### DATA LINES
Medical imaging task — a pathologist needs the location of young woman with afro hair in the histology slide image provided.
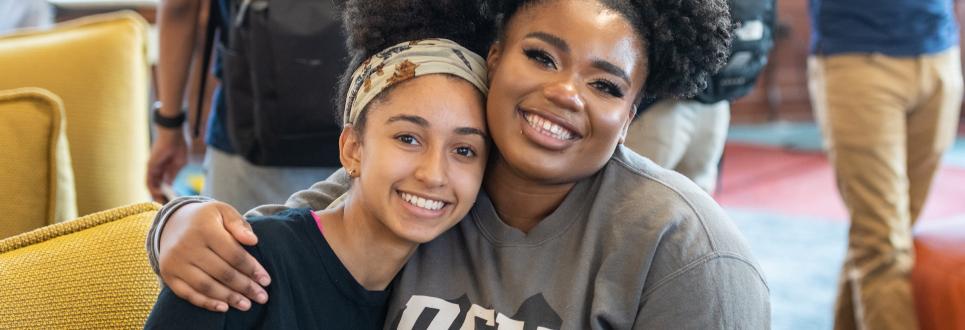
[150,0,770,329]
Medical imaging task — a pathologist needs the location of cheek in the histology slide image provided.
[449,161,485,204]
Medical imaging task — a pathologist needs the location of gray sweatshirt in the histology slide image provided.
[148,147,770,329]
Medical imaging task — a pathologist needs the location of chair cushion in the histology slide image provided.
[0,12,150,215]
[911,219,965,330]
[0,88,77,239]
[0,203,160,329]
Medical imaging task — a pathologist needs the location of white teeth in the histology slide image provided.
[400,192,446,211]
[524,113,573,140]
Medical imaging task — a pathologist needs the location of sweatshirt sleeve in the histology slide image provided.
[145,169,352,276]
[633,252,771,329]
[245,168,352,217]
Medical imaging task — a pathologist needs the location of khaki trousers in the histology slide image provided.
[625,99,730,192]
[808,47,962,329]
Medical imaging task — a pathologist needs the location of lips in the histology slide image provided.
[523,112,577,141]
[399,191,449,212]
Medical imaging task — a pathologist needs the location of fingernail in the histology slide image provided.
[255,274,271,286]
[237,299,251,311]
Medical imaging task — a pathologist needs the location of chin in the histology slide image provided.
[396,221,448,244]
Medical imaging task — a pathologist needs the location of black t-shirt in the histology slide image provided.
[145,209,391,329]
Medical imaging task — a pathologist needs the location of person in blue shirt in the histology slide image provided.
[808,0,962,329]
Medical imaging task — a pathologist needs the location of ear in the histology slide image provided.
[486,40,503,81]
[620,104,637,144]
[338,124,362,173]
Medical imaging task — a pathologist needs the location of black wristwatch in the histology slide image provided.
[151,101,188,128]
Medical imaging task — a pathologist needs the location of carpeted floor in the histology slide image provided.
[715,122,965,329]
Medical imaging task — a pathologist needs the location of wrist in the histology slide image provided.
[151,101,187,130]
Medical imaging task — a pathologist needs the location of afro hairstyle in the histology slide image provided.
[483,0,734,100]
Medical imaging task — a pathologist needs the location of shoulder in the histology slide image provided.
[598,146,757,277]
[245,208,320,261]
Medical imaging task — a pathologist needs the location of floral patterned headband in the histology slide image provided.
[342,39,489,125]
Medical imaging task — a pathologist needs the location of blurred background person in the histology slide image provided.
[147,0,346,209]
[808,0,962,329]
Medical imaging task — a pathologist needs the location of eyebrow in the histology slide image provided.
[385,115,489,139]
[526,31,570,52]
[593,60,630,85]
[385,115,429,127]
[454,127,489,140]
[526,31,630,85]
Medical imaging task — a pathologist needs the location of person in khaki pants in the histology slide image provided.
[808,0,962,329]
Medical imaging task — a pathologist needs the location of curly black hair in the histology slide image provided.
[337,0,734,119]
[336,0,496,128]
[484,0,734,100]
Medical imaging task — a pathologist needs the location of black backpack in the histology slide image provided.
[694,0,776,104]
[202,0,348,167]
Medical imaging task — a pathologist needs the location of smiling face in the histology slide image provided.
[487,1,646,184]
[341,74,488,243]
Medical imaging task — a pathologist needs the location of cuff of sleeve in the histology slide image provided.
[146,196,214,275]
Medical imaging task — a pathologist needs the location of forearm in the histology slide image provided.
[145,169,351,274]
[157,0,203,117]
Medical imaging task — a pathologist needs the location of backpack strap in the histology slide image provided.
[191,0,221,139]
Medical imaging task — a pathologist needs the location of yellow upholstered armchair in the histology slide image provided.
[0,203,160,329]
[0,88,77,239]
[0,12,150,228]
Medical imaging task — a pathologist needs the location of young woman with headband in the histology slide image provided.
[152,0,770,329]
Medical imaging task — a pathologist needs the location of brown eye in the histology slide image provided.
[454,147,476,158]
[590,79,623,98]
[395,134,419,145]
[523,49,556,69]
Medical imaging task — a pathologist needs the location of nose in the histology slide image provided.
[543,79,586,111]
[415,148,449,188]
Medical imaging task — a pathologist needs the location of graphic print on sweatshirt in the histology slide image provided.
[390,293,563,330]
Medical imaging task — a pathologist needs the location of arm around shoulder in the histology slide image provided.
[245,169,352,217]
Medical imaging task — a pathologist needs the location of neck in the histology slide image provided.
[318,194,418,291]
[483,156,575,233]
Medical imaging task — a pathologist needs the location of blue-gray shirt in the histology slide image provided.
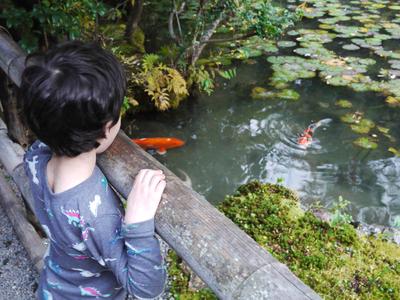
[24,141,166,300]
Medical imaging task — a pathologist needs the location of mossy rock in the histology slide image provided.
[166,250,218,300]
[276,89,300,101]
[350,119,375,134]
[340,113,361,124]
[353,137,378,150]
[335,99,353,108]
[219,182,400,300]
[251,86,275,100]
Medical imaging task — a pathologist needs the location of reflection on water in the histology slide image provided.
[124,0,400,225]
[125,69,400,224]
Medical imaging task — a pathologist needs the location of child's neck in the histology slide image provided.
[46,150,96,193]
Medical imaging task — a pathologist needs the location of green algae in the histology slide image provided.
[350,119,375,134]
[166,250,217,300]
[353,136,378,150]
[251,86,275,100]
[219,182,400,299]
[335,99,353,108]
[276,89,300,101]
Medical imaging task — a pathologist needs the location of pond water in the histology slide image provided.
[124,1,400,225]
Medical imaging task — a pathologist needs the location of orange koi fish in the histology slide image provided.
[297,119,332,147]
[132,137,185,154]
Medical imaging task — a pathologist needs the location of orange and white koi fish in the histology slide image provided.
[297,119,332,147]
[132,137,185,154]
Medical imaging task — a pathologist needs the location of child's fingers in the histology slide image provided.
[135,169,150,182]
[155,180,167,198]
[149,174,165,191]
[142,170,162,185]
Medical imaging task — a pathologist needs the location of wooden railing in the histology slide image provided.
[0,33,320,300]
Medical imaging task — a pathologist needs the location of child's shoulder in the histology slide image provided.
[77,166,123,219]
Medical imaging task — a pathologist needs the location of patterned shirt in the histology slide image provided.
[24,141,166,300]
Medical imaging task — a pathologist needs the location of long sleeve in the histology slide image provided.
[82,214,166,299]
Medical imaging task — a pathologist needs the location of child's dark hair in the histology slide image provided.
[20,41,126,157]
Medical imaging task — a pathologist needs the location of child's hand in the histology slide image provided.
[125,169,166,224]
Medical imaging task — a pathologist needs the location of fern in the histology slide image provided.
[134,54,189,111]
[142,53,160,72]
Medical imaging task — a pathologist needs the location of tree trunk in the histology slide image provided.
[125,0,143,42]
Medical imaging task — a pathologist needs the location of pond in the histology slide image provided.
[124,0,400,225]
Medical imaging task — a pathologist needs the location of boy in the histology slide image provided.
[21,42,166,300]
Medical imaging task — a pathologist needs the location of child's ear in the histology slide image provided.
[104,121,113,139]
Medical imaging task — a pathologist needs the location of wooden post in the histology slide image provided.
[0,70,30,148]
[0,33,320,300]
[0,174,46,272]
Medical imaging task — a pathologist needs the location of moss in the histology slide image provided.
[167,250,217,300]
[219,182,400,299]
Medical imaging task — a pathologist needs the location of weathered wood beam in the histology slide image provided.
[0,33,320,300]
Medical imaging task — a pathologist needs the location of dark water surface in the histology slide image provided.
[125,0,400,225]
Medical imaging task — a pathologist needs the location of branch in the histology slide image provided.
[125,0,143,41]
[203,31,257,44]
[168,1,186,44]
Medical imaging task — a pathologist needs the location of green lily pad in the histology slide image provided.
[389,60,400,70]
[335,99,353,108]
[340,113,361,124]
[376,126,390,134]
[277,41,296,48]
[386,96,400,107]
[287,30,300,36]
[318,24,334,30]
[251,86,275,100]
[342,44,360,51]
[276,89,300,101]
[388,147,400,156]
[353,137,378,150]
[350,119,375,134]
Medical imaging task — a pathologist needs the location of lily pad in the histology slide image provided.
[335,99,353,108]
[386,96,400,107]
[350,119,375,134]
[388,147,400,156]
[340,112,362,124]
[342,44,360,51]
[376,126,390,134]
[277,41,296,48]
[276,89,300,101]
[353,137,378,150]
[251,86,275,100]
######
→ THE REQUEST: Set down again, without any change, everything from the line containing "Medical imaging task — a pathologist needs the location of curly" down to the line containing "[484,0,734,100]" in the records above, including both of those lines.

→ TASK OUTPUT:
Medical imaging task — a pathologist needs the location of curly black hair in the histology slide image provided.
[337,0,734,119]
[336,0,496,128]
[484,0,734,100]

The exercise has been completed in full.